Data shown.
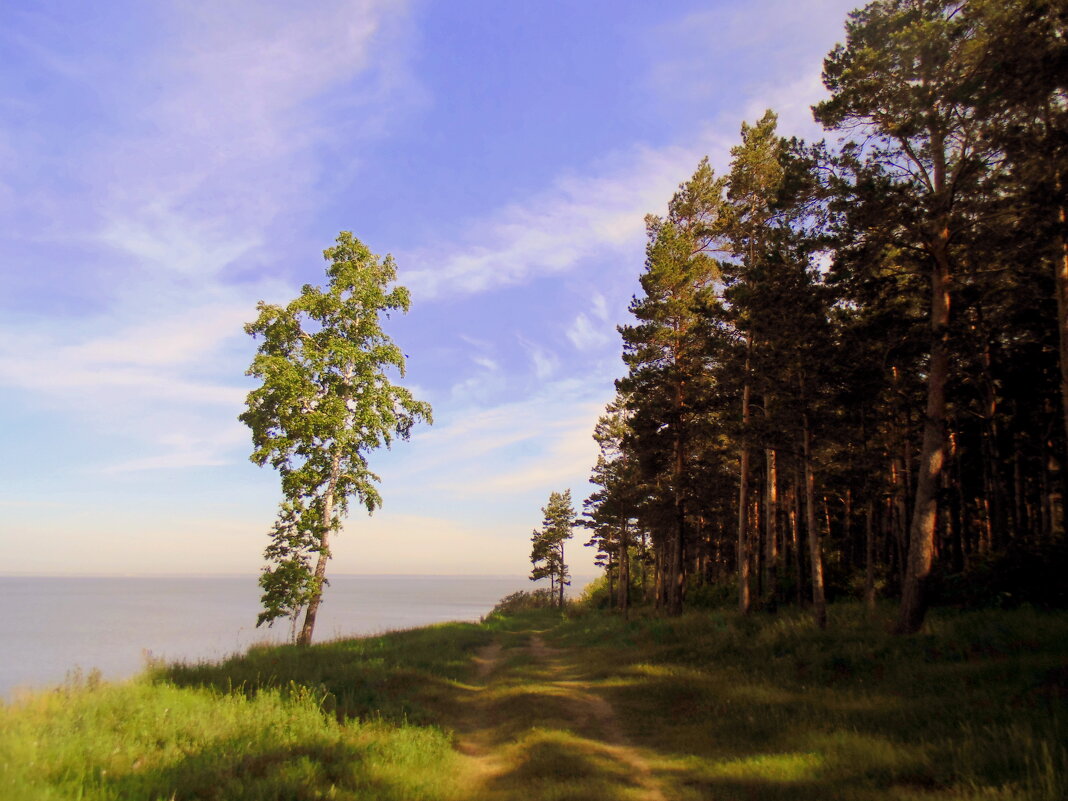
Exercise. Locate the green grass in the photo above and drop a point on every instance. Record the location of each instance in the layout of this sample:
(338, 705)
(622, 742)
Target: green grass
(344, 720)
(708, 705)
(770, 707)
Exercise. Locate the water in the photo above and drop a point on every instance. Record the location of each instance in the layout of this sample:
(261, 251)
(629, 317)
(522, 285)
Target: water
(51, 626)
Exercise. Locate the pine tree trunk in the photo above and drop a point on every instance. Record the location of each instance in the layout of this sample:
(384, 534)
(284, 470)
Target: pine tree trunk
(932, 458)
(818, 597)
(743, 589)
(1061, 288)
(771, 527)
(563, 567)
(869, 556)
(676, 576)
(796, 537)
(320, 566)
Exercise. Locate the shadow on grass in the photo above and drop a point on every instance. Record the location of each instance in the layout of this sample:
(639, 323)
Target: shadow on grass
(556, 765)
(411, 676)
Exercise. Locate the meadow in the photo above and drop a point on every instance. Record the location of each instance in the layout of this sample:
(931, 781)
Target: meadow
(583, 705)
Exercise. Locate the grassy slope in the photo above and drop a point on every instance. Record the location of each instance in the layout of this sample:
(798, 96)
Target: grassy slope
(705, 706)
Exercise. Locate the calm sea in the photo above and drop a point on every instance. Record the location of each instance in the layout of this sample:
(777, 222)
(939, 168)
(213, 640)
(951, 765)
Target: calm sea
(51, 626)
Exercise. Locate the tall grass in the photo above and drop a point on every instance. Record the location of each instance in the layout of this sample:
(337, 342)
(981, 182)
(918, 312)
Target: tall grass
(345, 720)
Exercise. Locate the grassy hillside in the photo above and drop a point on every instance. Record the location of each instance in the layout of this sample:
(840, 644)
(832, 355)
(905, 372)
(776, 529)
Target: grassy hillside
(539, 706)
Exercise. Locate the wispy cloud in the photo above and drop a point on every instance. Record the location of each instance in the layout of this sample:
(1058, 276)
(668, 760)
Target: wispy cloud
(576, 218)
(207, 141)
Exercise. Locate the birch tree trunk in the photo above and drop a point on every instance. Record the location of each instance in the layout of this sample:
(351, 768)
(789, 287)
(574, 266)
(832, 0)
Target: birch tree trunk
(320, 565)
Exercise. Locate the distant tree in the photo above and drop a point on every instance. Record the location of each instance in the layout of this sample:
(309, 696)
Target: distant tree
(664, 352)
(325, 401)
(547, 553)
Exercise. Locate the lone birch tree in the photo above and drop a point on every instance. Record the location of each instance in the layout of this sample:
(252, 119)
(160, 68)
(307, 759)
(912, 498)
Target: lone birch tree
(325, 402)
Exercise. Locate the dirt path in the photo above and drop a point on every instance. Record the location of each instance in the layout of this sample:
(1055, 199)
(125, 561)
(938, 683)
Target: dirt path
(492, 732)
(587, 707)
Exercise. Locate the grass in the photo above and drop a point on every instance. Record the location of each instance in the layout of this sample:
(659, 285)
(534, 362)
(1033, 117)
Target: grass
(708, 705)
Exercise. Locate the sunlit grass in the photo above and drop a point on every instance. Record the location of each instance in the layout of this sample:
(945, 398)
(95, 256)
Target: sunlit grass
(706, 706)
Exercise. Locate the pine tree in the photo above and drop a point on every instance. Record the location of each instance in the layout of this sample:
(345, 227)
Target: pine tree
(547, 553)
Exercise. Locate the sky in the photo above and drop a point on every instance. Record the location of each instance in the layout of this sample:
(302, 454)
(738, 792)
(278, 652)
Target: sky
(165, 166)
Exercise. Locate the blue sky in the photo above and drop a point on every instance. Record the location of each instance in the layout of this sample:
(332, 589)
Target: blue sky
(163, 166)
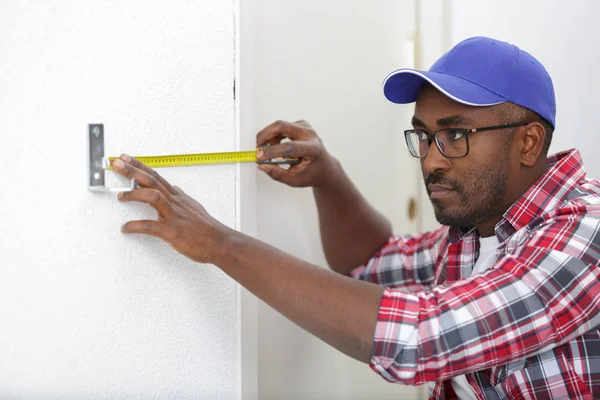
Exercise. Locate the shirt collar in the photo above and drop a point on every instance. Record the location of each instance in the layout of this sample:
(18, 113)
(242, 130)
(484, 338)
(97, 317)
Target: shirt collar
(564, 171)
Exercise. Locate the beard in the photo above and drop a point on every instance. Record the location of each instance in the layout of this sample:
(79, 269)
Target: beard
(480, 195)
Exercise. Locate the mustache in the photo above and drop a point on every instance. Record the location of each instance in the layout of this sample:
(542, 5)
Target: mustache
(441, 179)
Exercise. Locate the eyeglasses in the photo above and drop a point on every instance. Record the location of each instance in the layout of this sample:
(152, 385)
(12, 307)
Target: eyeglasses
(451, 142)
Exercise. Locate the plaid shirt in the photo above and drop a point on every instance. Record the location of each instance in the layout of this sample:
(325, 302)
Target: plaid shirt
(528, 327)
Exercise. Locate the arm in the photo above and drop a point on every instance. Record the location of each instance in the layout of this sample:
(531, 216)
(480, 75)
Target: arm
(351, 230)
(533, 300)
(339, 310)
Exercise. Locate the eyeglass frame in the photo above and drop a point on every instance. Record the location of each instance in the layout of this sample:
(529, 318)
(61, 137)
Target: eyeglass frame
(466, 131)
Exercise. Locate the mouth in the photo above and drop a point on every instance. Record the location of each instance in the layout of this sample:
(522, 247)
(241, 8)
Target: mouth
(439, 191)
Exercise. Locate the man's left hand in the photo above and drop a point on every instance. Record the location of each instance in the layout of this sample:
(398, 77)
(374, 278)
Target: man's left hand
(182, 222)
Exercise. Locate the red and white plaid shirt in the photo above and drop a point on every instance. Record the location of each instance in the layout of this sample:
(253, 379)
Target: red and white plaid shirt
(528, 327)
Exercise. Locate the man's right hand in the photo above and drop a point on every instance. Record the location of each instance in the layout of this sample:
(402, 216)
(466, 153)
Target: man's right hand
(317, 167)
(351, 230)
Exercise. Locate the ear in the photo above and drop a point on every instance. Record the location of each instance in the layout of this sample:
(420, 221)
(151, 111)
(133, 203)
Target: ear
(531, 138)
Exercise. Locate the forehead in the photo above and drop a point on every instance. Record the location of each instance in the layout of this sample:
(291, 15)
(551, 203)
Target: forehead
(432, 105)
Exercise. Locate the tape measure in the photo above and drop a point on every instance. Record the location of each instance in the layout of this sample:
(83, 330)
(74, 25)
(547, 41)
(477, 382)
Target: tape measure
(179, 160)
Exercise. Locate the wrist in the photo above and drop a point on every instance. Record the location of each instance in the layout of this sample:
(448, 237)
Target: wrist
(331, 176)
(224, 249)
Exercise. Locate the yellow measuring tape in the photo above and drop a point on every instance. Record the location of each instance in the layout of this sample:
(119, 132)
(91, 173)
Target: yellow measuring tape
(178, 160)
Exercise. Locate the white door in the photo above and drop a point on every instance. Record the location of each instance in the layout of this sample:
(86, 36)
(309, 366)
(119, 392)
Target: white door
(325, 61)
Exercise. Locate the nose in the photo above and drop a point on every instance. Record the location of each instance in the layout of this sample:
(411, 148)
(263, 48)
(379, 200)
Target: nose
(434, 161)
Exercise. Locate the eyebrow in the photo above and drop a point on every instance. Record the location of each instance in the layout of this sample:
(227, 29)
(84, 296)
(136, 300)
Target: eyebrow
(450, 121)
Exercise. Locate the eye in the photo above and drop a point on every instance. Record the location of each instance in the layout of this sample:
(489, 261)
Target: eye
(456, 134)
(422, 135)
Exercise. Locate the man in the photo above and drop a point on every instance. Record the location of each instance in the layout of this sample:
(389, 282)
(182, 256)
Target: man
(501, 302)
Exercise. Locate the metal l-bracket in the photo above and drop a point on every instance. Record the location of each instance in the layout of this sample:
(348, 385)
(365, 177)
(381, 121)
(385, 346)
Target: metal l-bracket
(98, 162)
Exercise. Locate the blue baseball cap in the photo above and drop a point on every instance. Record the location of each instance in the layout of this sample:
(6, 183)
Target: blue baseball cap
(480, 71)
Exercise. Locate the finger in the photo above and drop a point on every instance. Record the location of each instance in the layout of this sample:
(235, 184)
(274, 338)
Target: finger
(143, 178)
(138, 164)
(280, 128)
(147, 227)
(301, 149)
(152, 197)
(279, 174)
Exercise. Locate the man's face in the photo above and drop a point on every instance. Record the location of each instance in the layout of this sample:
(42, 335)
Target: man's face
(469, 190)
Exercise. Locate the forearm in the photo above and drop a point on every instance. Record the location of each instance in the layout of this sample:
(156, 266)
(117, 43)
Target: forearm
(337, 309)
(351, 230)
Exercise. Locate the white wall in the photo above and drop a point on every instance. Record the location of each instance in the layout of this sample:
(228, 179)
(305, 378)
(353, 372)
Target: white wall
(325, 62)
(563, 35)
(85, 311)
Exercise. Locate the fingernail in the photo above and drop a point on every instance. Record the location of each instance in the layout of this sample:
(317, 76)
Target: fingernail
(118, 164)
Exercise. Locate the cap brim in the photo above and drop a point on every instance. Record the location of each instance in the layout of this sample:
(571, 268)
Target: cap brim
(402, 86)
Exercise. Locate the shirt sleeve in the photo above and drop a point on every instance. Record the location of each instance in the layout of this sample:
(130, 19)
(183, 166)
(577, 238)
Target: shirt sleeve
(544, 294)
(406, 262)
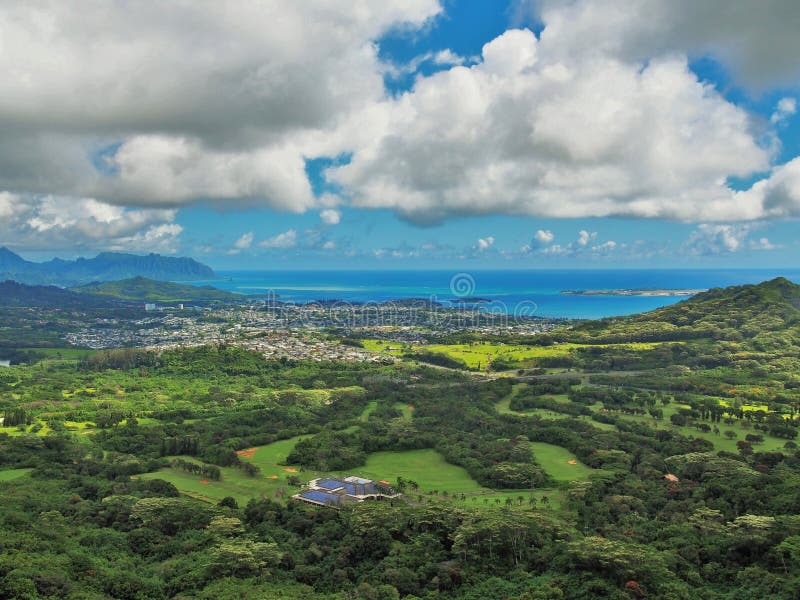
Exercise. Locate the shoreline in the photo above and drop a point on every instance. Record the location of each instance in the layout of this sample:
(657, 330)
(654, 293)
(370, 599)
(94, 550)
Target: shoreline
(658, 293)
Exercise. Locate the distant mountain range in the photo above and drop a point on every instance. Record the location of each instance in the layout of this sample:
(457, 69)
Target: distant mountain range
(17, 294)
(111, 294)
(141, 289)
(733, 313)
(107, 266)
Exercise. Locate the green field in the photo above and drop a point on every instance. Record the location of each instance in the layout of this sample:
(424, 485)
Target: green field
(368, 410)
(427, 468)
(406, 409)
(560, 463)
(478, 354)
(12, 474)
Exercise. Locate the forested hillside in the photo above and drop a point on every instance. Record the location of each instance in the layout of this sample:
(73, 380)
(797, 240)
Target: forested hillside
(662, 470)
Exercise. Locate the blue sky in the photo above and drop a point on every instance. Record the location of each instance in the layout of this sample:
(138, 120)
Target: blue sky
(426, 135)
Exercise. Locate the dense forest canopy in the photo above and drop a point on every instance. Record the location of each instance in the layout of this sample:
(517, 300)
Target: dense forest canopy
(668, 469)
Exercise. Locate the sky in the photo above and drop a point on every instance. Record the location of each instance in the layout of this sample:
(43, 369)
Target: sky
(404, 133)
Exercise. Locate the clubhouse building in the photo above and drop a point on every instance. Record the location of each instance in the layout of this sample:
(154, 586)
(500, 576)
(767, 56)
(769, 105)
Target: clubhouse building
(335, 492)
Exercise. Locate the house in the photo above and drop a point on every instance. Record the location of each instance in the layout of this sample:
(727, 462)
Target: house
(335, 492)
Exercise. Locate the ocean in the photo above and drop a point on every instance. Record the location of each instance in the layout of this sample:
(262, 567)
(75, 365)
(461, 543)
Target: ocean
(539, 292)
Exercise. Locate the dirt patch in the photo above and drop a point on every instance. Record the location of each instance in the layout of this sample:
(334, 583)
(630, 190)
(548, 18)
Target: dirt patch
(248, 454)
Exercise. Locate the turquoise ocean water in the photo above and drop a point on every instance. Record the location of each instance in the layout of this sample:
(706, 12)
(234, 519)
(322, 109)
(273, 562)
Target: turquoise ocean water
(540, 288)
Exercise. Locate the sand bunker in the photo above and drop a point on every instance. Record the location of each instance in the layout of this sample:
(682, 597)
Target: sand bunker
(248, 454)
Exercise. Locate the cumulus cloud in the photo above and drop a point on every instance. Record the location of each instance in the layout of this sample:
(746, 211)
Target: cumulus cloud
(715, 239)
(485, 243)
(584, 245)
(584, 237)
(330, 216)
(204, 101)
(243, 243)
(287, 239)
(530, 132)
(225, 102)
(758, 43)
(53, 222)
(785, 108)
(542, 238)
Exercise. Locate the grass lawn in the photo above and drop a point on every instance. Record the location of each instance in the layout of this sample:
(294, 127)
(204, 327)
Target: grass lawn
(12, 474)
(406, 409)
(560, 463)
(427, 467)
(370, 408)
(477, 355)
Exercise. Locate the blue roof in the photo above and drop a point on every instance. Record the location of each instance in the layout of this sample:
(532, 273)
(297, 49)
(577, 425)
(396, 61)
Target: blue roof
(323, 497)
(335, 484)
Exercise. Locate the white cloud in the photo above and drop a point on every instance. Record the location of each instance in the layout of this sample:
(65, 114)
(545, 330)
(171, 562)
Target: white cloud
(759, 43)
(763, 244)
(448, 57)
(785, 108)
(191, 101)
(53, 222)
(330, 216)
(244, 242)
(584, 237)
(287, 239)
(224, 102)
(714, 239)
(542, 238)
(530, 132)
(485, 243)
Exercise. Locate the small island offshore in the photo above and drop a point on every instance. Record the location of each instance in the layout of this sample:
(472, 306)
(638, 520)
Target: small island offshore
(632, 292)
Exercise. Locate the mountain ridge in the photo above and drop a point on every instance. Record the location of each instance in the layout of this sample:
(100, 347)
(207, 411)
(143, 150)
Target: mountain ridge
(106, 266)
(142, 289)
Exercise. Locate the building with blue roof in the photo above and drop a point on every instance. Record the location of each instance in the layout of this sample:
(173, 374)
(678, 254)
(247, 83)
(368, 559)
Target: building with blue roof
(335, 492)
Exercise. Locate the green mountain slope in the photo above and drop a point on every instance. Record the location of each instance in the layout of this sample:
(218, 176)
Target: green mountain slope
(142, 289)
(107, 266)
(734, 313)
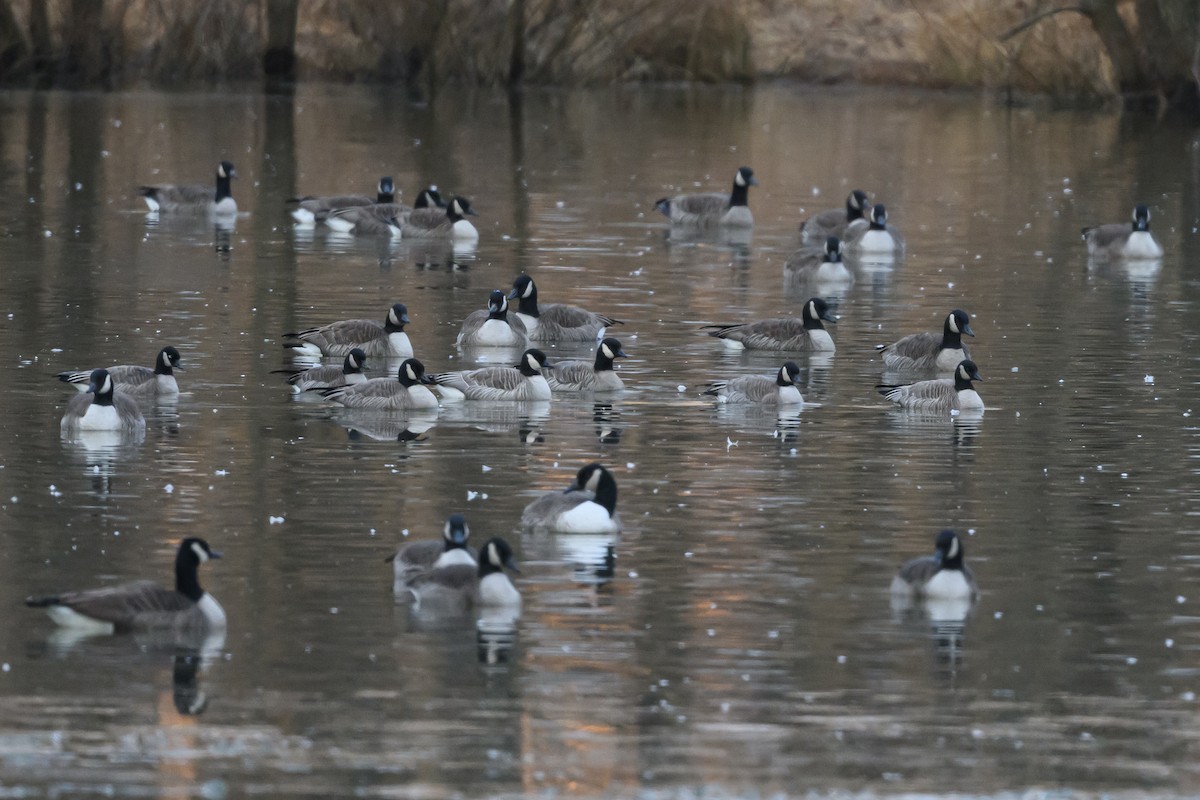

What is expected.
Count how many of the lines above contain the word "mouth", with case counting, and give only the number.

Expected output.
2